### Work instruction
Ignoring every picture, transcribe the data in full as it stands.

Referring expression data
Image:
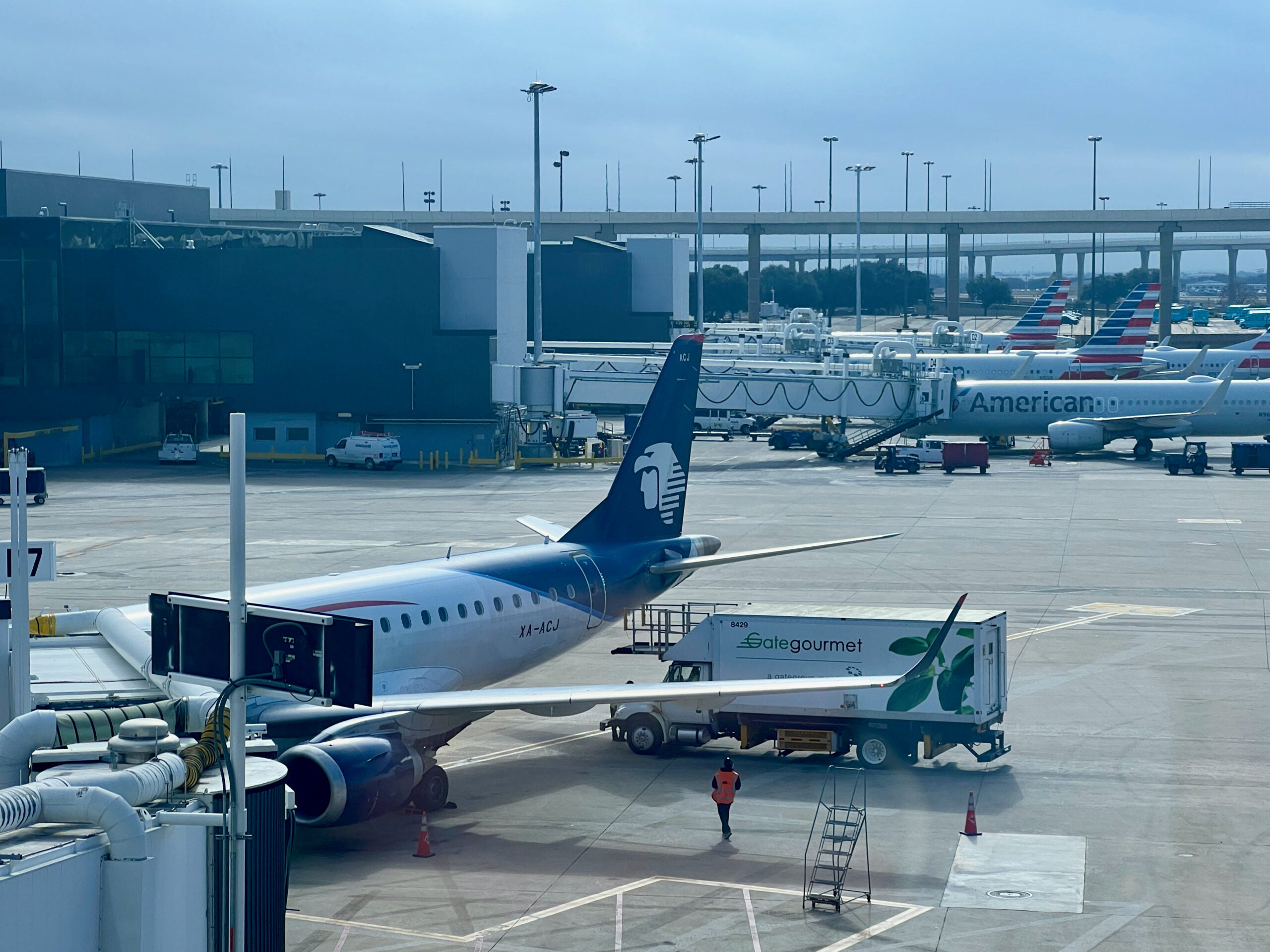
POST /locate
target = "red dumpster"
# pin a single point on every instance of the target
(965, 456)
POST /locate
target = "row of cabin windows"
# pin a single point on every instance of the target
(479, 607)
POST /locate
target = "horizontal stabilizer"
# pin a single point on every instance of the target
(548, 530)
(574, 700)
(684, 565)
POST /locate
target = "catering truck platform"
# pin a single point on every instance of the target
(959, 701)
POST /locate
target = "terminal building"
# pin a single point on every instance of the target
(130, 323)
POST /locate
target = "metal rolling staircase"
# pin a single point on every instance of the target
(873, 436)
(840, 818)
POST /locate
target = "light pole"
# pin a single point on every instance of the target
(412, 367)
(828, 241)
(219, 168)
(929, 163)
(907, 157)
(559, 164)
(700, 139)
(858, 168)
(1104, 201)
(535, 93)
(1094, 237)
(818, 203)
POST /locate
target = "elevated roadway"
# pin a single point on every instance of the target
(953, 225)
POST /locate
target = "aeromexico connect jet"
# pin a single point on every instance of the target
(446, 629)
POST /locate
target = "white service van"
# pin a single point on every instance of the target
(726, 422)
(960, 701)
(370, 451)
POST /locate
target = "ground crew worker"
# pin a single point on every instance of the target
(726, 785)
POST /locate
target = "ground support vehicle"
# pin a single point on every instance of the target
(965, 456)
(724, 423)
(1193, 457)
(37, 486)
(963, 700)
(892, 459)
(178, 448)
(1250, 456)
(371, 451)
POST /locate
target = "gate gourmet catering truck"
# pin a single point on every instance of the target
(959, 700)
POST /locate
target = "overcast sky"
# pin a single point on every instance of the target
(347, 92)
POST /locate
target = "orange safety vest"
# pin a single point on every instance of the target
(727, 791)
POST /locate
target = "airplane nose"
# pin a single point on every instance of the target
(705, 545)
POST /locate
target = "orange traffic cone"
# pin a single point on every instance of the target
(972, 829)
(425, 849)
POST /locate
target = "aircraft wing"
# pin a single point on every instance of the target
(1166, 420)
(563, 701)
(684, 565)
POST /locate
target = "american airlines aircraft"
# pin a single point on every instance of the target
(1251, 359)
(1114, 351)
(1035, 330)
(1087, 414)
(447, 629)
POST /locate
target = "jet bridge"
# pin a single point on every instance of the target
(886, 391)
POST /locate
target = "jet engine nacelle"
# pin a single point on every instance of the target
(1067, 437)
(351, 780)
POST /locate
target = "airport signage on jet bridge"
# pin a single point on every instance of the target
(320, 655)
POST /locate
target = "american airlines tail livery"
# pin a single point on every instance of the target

### Task answer
Image:
POST /locate
target = "red dumpster"
# pin a single point on every instance of the target
(965, 456)
POST /locate
target = "row of cabin windows"
# pin a single point on every instance of the target
(479, 607)
POST /locate
target = "horizontal stabilizer"
# pin a single point on every instance of the target
(548, 530)
(574, 700)
(684, 565)
POST /locate
target = "catering truck platform"
# pin a single point on every instance of the target
(959, 701)
POST /locate
target = "terminal building"
# pin a single point on every instance of the target
(130, 323)
POST /locate
target = "metal rolling staircase"
# pin a single point on every instance of the target
(873, 436)
(840, 818)
POST /locate
target = "light pole"
# pin a single point on every instance of the target
(412, 367)
(828, 241)
(219, 168)
(929, 163)
(907, 157)
(559, 164)
(700, 139)
(858, 168)
(1104, 201)
(535, 93)
(1094, 237)
(818, 203)
POST /locate
target = "elevated roadway"
# pin a single point on every instance of the target
(953, 225)
POST /locate
target = "aeromexico connect jet"
# pin a single point on every instance of the target
(446, 629)
POST /locate
target = "white service van"
# pin a single point on every instance of the target
(726, 422)
(960, 701)
(370, 451)
POST /locate
target = "ground crew worker"
# pin a single point on every instance of the target
(726, 785)
POST /locate
target = "ground support vehicle"
# pin a single point on every instance of the target
(965, 456)
(724, 423)
(1193, 457)
(37, 486)
(963, 700)
(892, 459)
(178, 448)
(1250, 456)
(371, 451)
POST /locate
target = "gate gourmet catering truck"
# pin a single point on every instance of the target
(959, 700)
POST /locate
target = "overcast sky"
# pin a single point on every instance of the target
(347, 92)
POST /locate
target = "orange safety vest"
# pin a single point on every instance of the target
(727, 791)
POST /locate
target = "airplane nose"
# pin a single point on every instance of the target
(705, 545)
POST /locate
target = "orange traffic cone"
# pin a single point on every instance of the target
(972, 829)
(425, 849)
POST /locate
target = "aircraft wing"
# pin a single point on every instance of the target
(1166, 420)
(563, 701)
(684, 565)
POST /locate
target = "american airlines aircraft"
# pin a single point on every instance of the target
(1251, 359)
(1114, 351)
(1035, 330)
(1087, 414)
(447, 629)
POST /locate
target = "jet bridge"
# pin a single point on every instance of the target
(886, 391)
POST /locate
target = "jet engine nacelle"
# pin a single point on every instance of the target
(1067, 437)
(351, 780)
POST /locate
target = "airport signage on jet bridge"
# pin a single point on every instance of the target
(320, 655)
POST /locate
target = "american airlines tail livery"
# pin a single point on every instance of the target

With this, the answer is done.